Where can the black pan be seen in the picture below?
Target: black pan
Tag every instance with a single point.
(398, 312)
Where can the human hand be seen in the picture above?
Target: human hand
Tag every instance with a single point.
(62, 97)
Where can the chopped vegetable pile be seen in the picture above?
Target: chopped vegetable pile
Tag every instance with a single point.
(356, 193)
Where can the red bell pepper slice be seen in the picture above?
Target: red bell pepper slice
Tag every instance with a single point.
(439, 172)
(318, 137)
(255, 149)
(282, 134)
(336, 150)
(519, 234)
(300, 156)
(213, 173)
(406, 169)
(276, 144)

_ _ _ _ _

(ABOUT THIS TASK): Transcribe the data in full, keeping every detail.

(EXERCISE ANSWER):
Where can the black pan be seen in the picture below?
Target: black pan
Tag every instance with a single point.
(398, 312)
Where can the human hand be seen in the picture above?
Target: human hand
Tag every instance with a single point.
(62, 97)
Where can the chopped vegetable pile be seen in the picture above?
Target: chopped vegetable pile
Tag every instance with a single point.
(356, 193)
Where can the red bell pepper slice be seen in the picture above?
Target: red bell pepper slice
Tag every instance with a single point.
(439, 172)
(318, 137)
(255, 149)
(282, 134)
(336, 150)
(519, 234)
(300, 156)
(213, 173)
(406, 169)
(276, 144)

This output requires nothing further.